━━ Exercise material ━━

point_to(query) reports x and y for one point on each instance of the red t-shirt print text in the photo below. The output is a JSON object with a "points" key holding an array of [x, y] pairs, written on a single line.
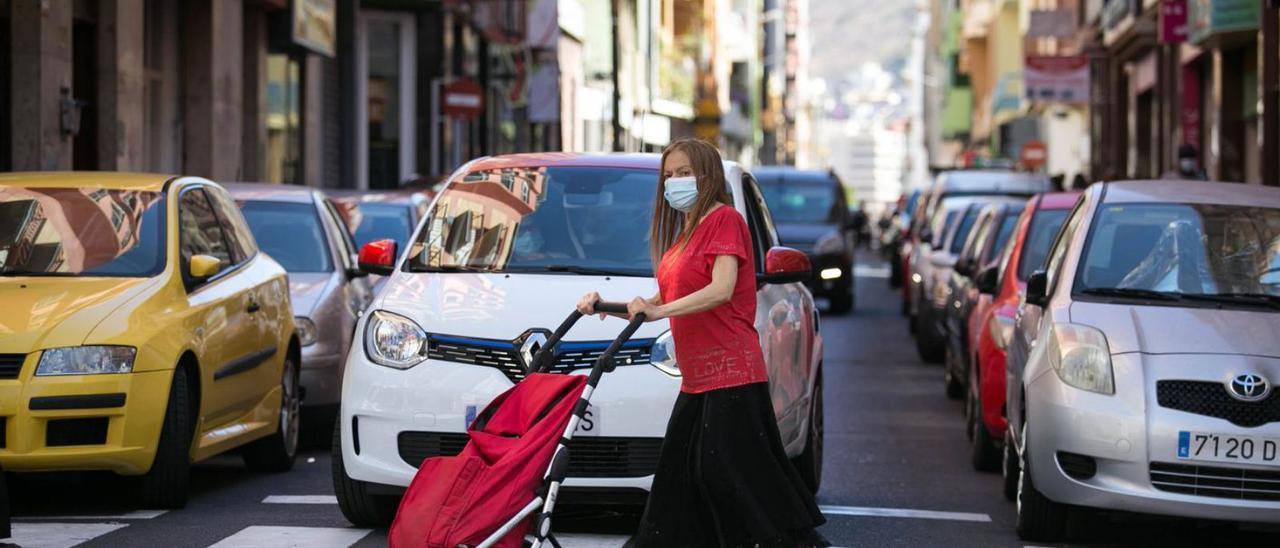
{"points": [[718, 347]]}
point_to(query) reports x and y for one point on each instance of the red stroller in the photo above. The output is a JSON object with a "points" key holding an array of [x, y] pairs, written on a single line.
{"points": [[513, 464]]}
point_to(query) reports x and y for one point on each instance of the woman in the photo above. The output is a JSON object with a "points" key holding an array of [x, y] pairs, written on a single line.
{"points": [[723, 478]]}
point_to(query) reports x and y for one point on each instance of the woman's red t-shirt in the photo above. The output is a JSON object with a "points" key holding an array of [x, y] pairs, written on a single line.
{"points": [[718, 347]]}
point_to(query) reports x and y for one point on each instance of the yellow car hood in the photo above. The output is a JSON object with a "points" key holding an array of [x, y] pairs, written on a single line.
{"points": [[45, 313]]}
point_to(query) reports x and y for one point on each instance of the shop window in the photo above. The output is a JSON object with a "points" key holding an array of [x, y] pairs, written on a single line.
{"points": [[283, 119]]}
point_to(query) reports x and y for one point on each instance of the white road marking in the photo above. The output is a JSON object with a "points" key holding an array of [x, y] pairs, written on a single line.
{"points": [[301, 499], [133, 515], [272, 537], [901, 512], [58, 535]]}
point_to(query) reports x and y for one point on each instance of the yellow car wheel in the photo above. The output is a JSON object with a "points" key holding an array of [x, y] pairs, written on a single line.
{"points": [[277, 452], [168, 483]]}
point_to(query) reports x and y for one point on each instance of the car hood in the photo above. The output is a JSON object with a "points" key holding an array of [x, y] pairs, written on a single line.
{"points": [[803, 234], [54, 311], [1168, 329], [497, 306], [306, 290]]}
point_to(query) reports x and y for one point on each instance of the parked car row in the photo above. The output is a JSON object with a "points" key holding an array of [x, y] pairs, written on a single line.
{"points": [[1115, 348], [161, 320]]}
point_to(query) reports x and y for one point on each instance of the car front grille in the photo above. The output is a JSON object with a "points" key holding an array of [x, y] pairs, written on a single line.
{"points": [[1216, 482], [1211, 398], [588, 456], [10, 365], [504, 356]]}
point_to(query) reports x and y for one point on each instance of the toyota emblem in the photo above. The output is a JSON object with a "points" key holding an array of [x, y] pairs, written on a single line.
{"points": [[1249, 387]]}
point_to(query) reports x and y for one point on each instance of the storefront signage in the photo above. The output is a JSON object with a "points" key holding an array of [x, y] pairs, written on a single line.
{"points": [[314, 26], [1173, 21], [1056, 78], [1208, 18], [1051, 23], [462, 100]]}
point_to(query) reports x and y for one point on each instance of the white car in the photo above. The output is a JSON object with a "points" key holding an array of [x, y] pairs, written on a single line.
{"points": [[504, 252]]}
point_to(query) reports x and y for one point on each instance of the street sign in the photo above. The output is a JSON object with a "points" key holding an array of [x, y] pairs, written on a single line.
{"points": [[462, 100], [1034, 154]]}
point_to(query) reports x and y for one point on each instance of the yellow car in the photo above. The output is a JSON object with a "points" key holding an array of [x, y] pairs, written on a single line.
{"points": [[140, 330]]}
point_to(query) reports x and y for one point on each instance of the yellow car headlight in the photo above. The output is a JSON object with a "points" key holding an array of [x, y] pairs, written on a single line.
{"points": [[86, 360]]}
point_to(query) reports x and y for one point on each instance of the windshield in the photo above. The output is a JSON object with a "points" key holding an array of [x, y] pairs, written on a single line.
{"points": [[81, 232], [1191, 249], [383, 222], [585, 220], [289, 233], [799, 202], [1040, 237], [963, 231]]}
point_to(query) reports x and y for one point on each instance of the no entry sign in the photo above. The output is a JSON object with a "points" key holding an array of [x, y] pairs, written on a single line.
{"points": [[462, 100]]}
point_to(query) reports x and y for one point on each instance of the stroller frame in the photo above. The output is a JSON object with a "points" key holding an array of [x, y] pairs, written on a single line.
{"points": [[558, 467]]}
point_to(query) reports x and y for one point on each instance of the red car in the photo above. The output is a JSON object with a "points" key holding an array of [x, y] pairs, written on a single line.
{"points": [[992, 322]]}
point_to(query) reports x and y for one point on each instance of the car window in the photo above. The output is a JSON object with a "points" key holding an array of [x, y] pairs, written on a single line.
{"points": [[240, 237], [291, 233], [200, 232]]}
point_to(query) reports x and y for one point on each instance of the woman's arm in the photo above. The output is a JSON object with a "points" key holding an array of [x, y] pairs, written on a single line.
{"points": [[716, 293]]}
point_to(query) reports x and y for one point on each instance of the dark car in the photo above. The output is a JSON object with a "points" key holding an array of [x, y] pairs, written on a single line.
{"points": [[979, 252], [812, 215]]}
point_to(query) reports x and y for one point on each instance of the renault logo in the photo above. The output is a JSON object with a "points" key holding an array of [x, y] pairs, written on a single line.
{"points": [[530, 343], [1249, 387]]}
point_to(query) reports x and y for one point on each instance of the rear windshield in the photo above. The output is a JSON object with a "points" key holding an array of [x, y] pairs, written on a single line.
{"points": [[291, 233], [1040, 237], [92, 232]]}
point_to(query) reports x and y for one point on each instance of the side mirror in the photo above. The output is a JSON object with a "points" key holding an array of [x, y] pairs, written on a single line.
{"points": [[785, 265], [378, 256], [987, 281], [202, 266], [1037, 288]]}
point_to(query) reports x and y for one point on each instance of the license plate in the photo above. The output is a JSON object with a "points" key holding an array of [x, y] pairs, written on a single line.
{"points": [[1198, 446], [590, 423]]}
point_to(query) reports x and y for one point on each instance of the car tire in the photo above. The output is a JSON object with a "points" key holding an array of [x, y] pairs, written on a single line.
{"points": [[357, 505], [168, 484], [1010, 467], [954, 387], [809, 462], [983, 453], [1038, 517], [277, 452]]}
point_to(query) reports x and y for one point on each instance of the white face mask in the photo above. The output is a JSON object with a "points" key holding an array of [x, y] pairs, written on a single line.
{"points": [[681, 192]]}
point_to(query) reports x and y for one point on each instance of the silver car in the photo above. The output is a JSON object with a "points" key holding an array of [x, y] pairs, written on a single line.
{"points": [[1142, 366], [302, 231]]}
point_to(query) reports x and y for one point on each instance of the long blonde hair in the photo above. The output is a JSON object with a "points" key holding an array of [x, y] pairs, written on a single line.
{"points": [[671, 227]]}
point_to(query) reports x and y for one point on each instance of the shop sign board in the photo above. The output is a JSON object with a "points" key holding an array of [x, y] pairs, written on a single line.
{"points": [[1056, 78], [314, 26], [1173, 21], [462, 99], [1208, 18]]}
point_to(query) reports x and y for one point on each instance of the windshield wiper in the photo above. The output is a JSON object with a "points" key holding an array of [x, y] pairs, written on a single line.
{"points": [[1238, 298], [1129, 292]]}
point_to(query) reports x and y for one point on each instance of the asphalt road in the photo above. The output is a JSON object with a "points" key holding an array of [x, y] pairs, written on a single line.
{"points": [[896, 474]]}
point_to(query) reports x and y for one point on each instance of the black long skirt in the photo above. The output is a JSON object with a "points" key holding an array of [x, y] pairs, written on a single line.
{"points": [[725, 480]]}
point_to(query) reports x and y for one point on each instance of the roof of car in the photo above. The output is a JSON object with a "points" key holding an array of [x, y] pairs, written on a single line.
{"points": [[1059, 200], [152, 182], [270, 192], [567, 160], [1192, 192]]}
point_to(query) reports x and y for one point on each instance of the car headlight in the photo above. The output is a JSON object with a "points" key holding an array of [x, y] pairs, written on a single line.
{"points": [[306, 329], [86, 360], [394, 341], [1080, 357], [1001, 330], [663, 355], [832, 243]]}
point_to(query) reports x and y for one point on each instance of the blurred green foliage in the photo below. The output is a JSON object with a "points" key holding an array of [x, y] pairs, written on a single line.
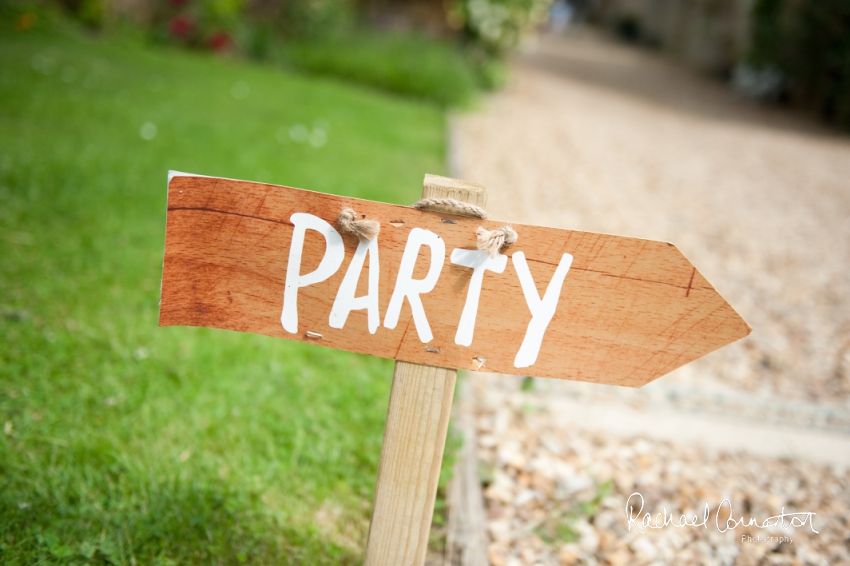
{"points": [[124, 443], [413, 65], [810, 43], [332, 37]]}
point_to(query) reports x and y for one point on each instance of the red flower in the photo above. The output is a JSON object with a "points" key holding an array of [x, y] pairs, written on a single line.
{"points": [[219, 41], [181, 26]]}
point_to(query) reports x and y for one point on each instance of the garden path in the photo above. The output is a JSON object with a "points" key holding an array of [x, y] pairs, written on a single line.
{"points": [[597, 136]]}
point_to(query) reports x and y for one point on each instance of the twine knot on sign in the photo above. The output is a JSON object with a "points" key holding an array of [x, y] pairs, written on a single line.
{"points": [[491, 241], [450, 205], [363, 229]]}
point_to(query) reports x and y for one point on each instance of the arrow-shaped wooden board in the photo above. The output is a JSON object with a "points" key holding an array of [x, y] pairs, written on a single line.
{"points": [[558, 303]]}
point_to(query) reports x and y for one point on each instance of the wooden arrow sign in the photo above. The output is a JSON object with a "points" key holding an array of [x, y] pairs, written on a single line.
{"points": [[558, 303]]}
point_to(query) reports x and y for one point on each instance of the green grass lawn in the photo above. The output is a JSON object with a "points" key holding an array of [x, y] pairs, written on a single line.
{"points": [[124, 443]]}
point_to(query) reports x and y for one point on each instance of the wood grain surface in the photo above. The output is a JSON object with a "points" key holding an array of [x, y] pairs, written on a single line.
{"points": [[630, 310], [414, 438]]}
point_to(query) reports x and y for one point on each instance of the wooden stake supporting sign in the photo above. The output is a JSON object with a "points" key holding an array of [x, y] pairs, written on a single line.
{"points": [[557, 303]]}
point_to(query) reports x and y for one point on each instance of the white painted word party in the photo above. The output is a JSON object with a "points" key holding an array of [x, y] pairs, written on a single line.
{"points": [[556, 303], [409, 289]]}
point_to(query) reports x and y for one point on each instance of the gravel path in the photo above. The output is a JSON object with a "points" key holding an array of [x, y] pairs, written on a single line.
{"points": [[595, 136]]}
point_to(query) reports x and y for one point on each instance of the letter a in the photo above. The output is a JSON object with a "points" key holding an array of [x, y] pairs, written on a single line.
{"points": [[334, 254], [346, 302], [407, 286]]}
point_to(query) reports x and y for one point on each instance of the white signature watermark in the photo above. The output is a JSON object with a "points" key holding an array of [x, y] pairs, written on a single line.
{"points": [[642, 520]]}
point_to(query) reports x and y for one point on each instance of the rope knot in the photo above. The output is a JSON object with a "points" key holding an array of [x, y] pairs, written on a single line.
{"points": [[491, 241], [364, 230]]}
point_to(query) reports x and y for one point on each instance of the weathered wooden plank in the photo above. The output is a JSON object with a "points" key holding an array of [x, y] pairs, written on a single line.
{"points": [[414, 438], [629, 311]]}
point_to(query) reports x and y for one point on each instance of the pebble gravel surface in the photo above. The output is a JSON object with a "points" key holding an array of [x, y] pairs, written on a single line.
{"points": [[592, 135]]}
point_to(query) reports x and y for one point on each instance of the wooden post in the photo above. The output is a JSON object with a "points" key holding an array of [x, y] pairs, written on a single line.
{"points": [[414, 438]]}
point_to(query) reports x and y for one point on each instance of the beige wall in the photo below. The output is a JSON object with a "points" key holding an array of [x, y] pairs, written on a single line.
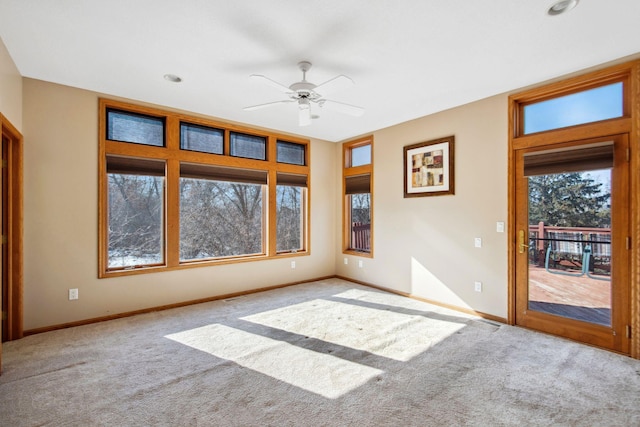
{"points": [[60, 222], [10, 89], [425, 245]]}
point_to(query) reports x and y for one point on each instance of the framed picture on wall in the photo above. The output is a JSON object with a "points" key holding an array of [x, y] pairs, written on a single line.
{"points": [[429, 168]]}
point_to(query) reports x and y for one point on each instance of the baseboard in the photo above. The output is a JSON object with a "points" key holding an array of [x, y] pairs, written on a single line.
{"points": [[439, 304], [164, 307]]}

━━━

What is needed is a word-for-word copy of the lines from the one containing "of the pebble" through the final line of the records above, both included, with the pictures left out.

point_to(query) reports x and y for one point on each instance of the pebble gravel surface in the photo above. The output is a JSON object with a "points" key holding an array of [x, y] pairs, written on a single line.
{"points": [[592, 135]]}
point_to(query) reports x and y for one point on each instance of the wooden post in the photo above. The output is a JSON object with a "points" key holding an array of [x, y] pairs, written on a single line.
{"points": [[414, 438]]}
point_to(query) reports x and y for one point on each instance of the beige wall in the photo below. The output is a JSON object with a "points" key holding an array of [x, y] pairs, written on a single line.
{"points": [[60, 222], [10, 89], [425, 245]]}
point_to(query) reports x and y for one point on each instance of the framed picture on wall in the photo above. The output is a JSON object with a "points" key holding an array of [x, y] pairs, written on a single line.
{"points": [[429, 168]]}
point_to(query) reports x and y for one point on each instance of the baseboard in the photo above. The output is a JSON object with a "points" key holding an array of [x, y] pairs, written on a single line.
{"points": [[439, 304], [164, 307]]}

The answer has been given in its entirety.